=== Section Start ===

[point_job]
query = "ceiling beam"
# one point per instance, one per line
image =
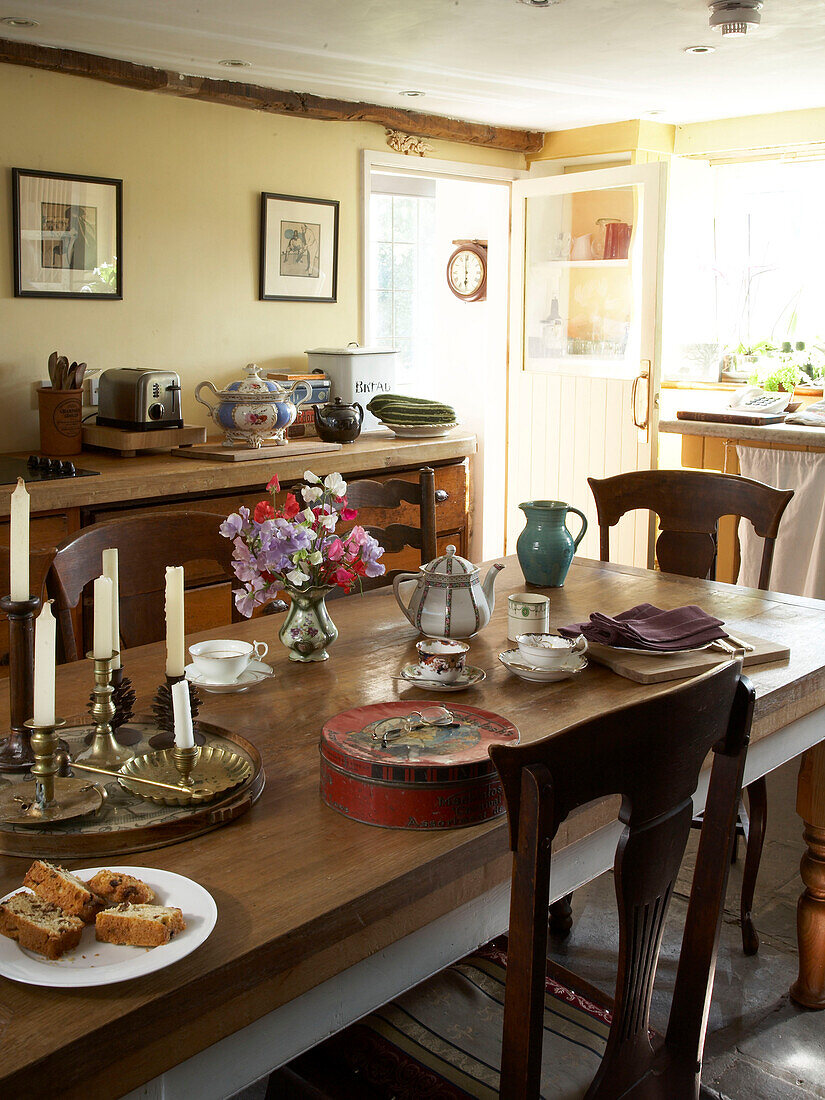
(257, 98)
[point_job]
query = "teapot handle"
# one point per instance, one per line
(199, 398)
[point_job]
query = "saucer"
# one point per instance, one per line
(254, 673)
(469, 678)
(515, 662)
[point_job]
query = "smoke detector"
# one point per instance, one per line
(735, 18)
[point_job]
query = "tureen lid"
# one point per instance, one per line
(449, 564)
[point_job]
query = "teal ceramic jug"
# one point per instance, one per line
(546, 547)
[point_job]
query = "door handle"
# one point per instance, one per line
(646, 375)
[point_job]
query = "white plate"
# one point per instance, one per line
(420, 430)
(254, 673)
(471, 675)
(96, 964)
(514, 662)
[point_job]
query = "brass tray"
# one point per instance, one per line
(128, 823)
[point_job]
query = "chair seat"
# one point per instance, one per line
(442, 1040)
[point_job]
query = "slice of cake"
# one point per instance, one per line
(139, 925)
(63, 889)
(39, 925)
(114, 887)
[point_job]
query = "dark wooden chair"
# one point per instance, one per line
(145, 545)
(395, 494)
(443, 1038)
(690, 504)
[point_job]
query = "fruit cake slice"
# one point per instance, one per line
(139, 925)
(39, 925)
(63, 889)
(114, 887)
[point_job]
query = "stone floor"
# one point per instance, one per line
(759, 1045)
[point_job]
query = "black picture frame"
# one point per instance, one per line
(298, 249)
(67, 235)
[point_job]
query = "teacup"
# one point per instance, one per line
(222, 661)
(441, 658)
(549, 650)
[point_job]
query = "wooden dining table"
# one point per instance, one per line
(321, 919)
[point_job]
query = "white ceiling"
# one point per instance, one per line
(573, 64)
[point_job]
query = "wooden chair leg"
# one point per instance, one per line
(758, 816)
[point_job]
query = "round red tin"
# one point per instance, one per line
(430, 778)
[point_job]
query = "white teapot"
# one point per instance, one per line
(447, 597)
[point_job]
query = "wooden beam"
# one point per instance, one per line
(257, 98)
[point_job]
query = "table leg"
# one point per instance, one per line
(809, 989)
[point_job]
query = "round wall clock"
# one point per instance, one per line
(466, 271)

=== Section End ===

Aim of the task:
Repeat the listing in full and exactly. Do not include any images.

Problem solution:
[point_job]
query = "ceiling beam"
# one point per instance, one per line
image =
(257, 98)
[point_job]
query = "teapot handle"
# one point per instance, one per line
(199, 398)
[point_job]
query = "saucer"
# one point per instance, one per line
(254, 673)
(469, 678)
(515, 662)
[point_job]
query = "smoke detector"
# one point per instance, one per line
(735, 18)
[point_job]
query = "tureen lid"
# one point per instance, one per line
(449, 564)
[point_job]
query = "teal ceramic jug"
# one point per instance, one per line
(546, 547)
[point_job]
query = "door handle"
# one point per instance, one per line
(646, 375)
[point_job]
query = "white plate"
# one point per instance, one per line
(420, 430)
(254, 673)
(471, 675)
(96, 964)
(514, 662)
[point_job]
query = "brass tray"
# one point per instance, one per line
(128, 823)
[point_job]
query = "chair seat"
# one point per instance, one per line
(442, 1040)
[point_job]
query = "slice of cake"
# one point per instance, one per line
(139, 925)
(63, 889)
(39, 925)
(114, 887)
[point_job]
query = "dark wooden chair"
# one point per instance, one per line
(145, 545)
(395, 494)
(443, 1038)
(690, 504)
[point_job]
query = "fruit cake slice"
# one point per instance, one per line
(139, 925)
(39, 925)
(63, 889)
(114, 887)
[point_job]
query = "stone floor"
# one point per instance, one per line
(759, 1045)
[point_job]
query = "black picture frame"
# one point per instance, one per line
(298, 249)
(67, 235)
[point_job]
query = "teacup"
# one point per instance, one per line
(222, 661)
(441, 658)
(549, 650)
[point_job]
query = "wooden dining table"
# one point per instance, one per line
(321, 919)
[point_job]
query = "white ceiling"
# one point per instance, one per line
(573, 64)
[point_job]
query = "wooden chair leg"
# one point per instance, one per line
(758, 816)
[point_job]
query = "round red tin"
# one point per instance, one per line
(430, 778)
[point_job]
query = "white teapot"
# one point per instance, one per line
(447, 597)
[point_job]
query = "wooden beam"
# one point per instance, one per line
(257, 98)
[point_job]
query = "table leg"
# one point per instance, one per line
(809, 989)
[point_job]
query = "round wall clock"
# one point per instance, one per line
(466, 271)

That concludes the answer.